## Do full evaluation on Italia Telecom (Milan) dataset

In [None]:
%load_ext autoreload
%autoreload 2
%matplotlib inline

In [None]:
from copy import deepcopy
import os
import json
import numpy as np
import pandas as pd

from lib.problems import ProblemDataset
from baselines.utils import eval_method
from baselines.CPP import methods_registry
from baselines.CPP.methods_registry import CUDA_METHODS
from lib.ltr.utils import load_model
from lib.ltr.ccp.method import CKMeans

In [None]:
SIZE = 1# 00
SEED = 1
NSEEDS = 1 #3
CUDA = False
K_NOT_KNOWN = False
N = 2020 #500 #2020 #200
CORES = 4
T_LIM = 180 #480 #900 #180
DSET = "telecom_italia"

SAVE_DIR = f"./outputs_eval/{DSET}_ccp{N}/"
BL_DIR = os.path.join(SAVE_DIR, "baselines")
M_DIR = os.path.join(SAVE_DIR, "model")
smp_cfg = {"sample_size": SIZE}
INF = float("inf")

#DS_PTH = f"data/CCP/benchmark/{DSET}/sub/test_n{N}_s100_cap1_1_seed4321.npz"
DS_PTH = f"data/CCP/benchmark/{DSET}/full_test_n2020_k25_cap1_1.npz"
CKPT = "outputs/final/italia_tel_ccp_200/gnn_pool_pointwise/2023-01-15_10-58-21_399618/checkpoints/epoch=197_val_acc=0.9814.ckpt"

NUM_INIT = 8

In [None]:
metrics = {}
RESULTS = {}
seeds = [SEED+i for i in range(NSEEDS)]
ds = ProblemDataset(problem="CCP", seed=SEED, data_pth=DS_PTH)
ds = ds.sample(**smp_cfg)

Our evaluation mainly hinges on the random selection method. This method sequentially selects labels for each node
at random while trying to respect the weight constraints.
Since for the subsamples of the telecom dataset the value of k is not known but the results are highly dependent on that value,
we select it as the smallest k value for which the random method finds a feasible solution.
This is also motivated by the fact, that in case another method does not find a feasible solution for
the same value of k, we replace its cost by the cost achieved through the random method.

In [None]:

mthd = "random_select"
result, smry = eval_method(
    method=getattr(methods_registry, mthd),
    dataset=ds,
    seeds=seeds,
    save_dir=BL_DIR,
    cuda=False,
    k_not_known=True,
    sample_cfg=smp_cfg,
    method_str=mthd,
    verbose=False,
)

------

> PROBLEM DETAILS: Carry on the Telecom Italia evaluation notebook from its last line. The rows that follow come from a separate source.

> GIVEN INFORMATION:
------

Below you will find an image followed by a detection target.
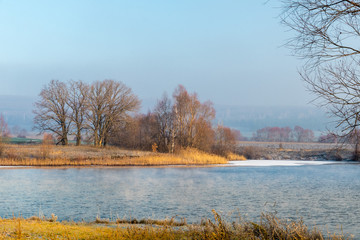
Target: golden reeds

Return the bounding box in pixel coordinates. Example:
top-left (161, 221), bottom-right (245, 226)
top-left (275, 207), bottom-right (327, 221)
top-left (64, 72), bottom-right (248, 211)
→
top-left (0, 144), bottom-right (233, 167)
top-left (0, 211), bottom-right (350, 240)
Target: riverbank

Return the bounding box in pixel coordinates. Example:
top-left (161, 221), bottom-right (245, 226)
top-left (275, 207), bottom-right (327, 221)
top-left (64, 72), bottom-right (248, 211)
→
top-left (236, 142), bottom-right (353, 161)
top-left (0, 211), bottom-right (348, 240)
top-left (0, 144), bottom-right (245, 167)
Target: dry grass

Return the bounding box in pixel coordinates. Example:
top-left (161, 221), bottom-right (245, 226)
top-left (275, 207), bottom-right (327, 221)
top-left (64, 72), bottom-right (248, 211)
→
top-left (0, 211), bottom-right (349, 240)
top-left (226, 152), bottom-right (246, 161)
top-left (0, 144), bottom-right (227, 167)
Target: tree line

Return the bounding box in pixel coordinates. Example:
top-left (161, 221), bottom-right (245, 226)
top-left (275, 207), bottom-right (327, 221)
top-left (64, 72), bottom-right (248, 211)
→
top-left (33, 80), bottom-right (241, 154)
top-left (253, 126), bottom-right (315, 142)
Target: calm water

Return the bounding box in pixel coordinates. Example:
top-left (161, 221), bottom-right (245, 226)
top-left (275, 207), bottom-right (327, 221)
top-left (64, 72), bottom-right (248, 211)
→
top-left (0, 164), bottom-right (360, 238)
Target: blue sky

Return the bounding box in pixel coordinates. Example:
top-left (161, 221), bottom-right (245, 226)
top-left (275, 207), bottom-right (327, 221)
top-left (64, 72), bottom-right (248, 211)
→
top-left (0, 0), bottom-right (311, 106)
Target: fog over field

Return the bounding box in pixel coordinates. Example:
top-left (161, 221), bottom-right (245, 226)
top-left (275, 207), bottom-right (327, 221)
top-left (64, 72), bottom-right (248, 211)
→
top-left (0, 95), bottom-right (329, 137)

------

> THE RESULT:
m_id = mthd
RESULTS[m_id] = result
print(smry)
metrics[m_id] = smry
rs_res = deepcopy(result)
if not "full" in DS_PTH:
    # retrieve the respective k values and set them for the instances
    # get the minimum k value found by the random method for all seeds
    k_vals = np.array([r['nc'] for r in rs_res]).reshape(NSEEDS, -1).min(axis=0)
    data = ds.data.copy()
    assert len(k_vals) == len(data), f"{len(k_vals)} != {len(data)}"
    for i in range(len(data)):
        data[i] = data[i].update(num_components=int(k_vals[i]))
    ds.data = data


In [None]:
mthd = "random_center_knn"
#if not CUDA or CUDA and mthd in CUDA_METHODS:
result, smry = eval_method(
    method=getattr(methods_registry, mthd),
    dataset=ds,
    seeds=seeds,
    save_dir=BL_DIR,
    cuda=CUDA,
    k_not_known=K_NOT_KNOWN,
    sample_cfg=smp_cfg,
    method_str=mthd,
    verbose=False,
)
m_id = f"{mthd}{'_cuda' if CUDA and mthd in CUDA_METHODS else ''}"
RESULTS[m_id] = result
rnd_res = deepcopy(result)
costs = np.array([r['tot_center_dist'] for r in rnd_res])
max_cost = np.nanmax(costs[costs != INF])
print(max_cost)
costs = costs.reshape(NSEEDS, -1)
is_inf = np.all(costs == INF, axis=0)
print(f"inf: {is_inf.sum()}")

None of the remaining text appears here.